**Extracted data:**
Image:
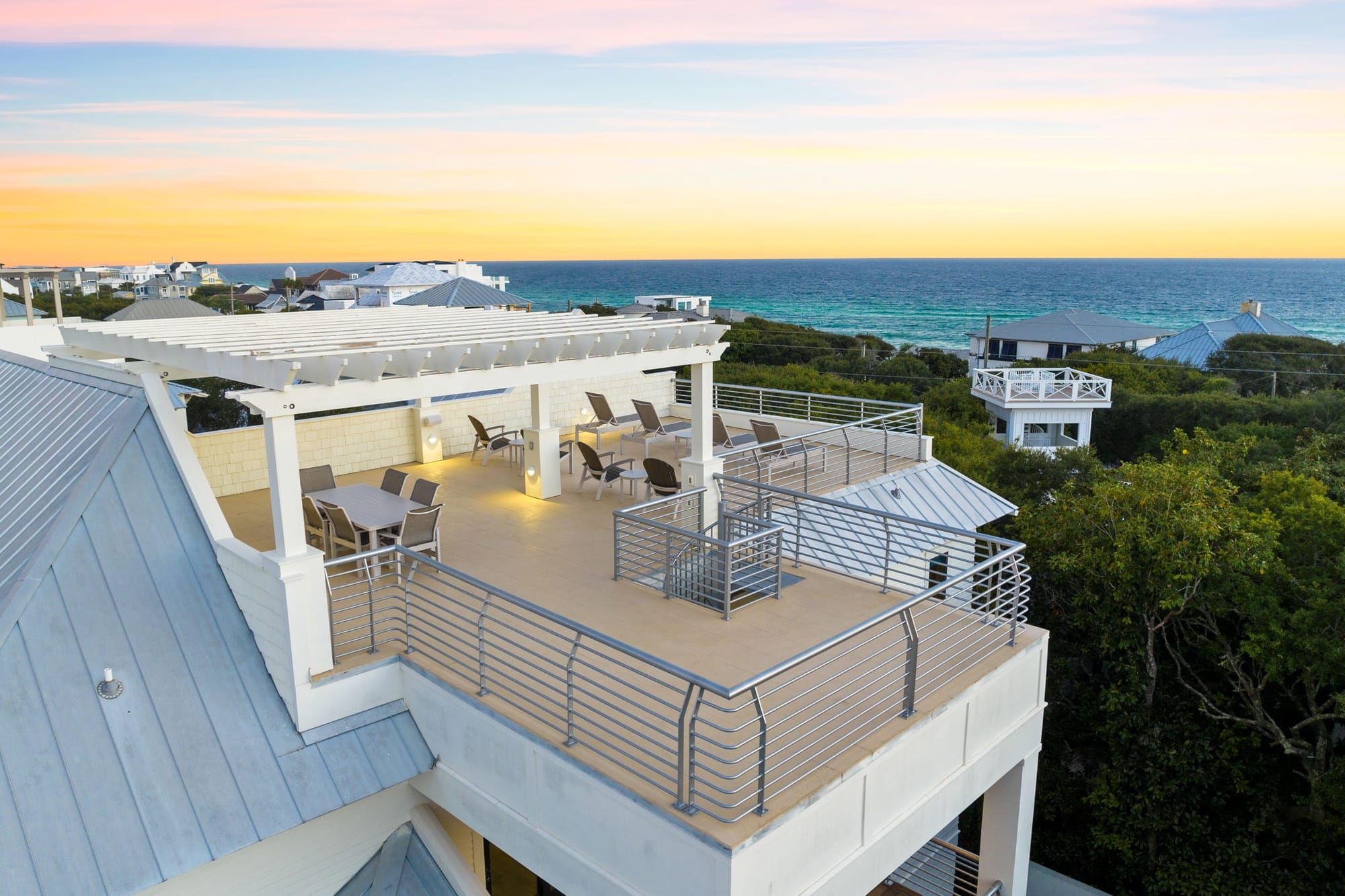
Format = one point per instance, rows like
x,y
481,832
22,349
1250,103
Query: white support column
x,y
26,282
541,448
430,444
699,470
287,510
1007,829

**Action item:**
Everything in the records except the pictures should be retyped exactly.

**Result for this exercise:**
Image:
Format = one point per instance, rows like
x,y
481,832
22,349
1250,103
Query: white support column
x,y
26,282
541,448
430,444
699,470
287,510
1007,829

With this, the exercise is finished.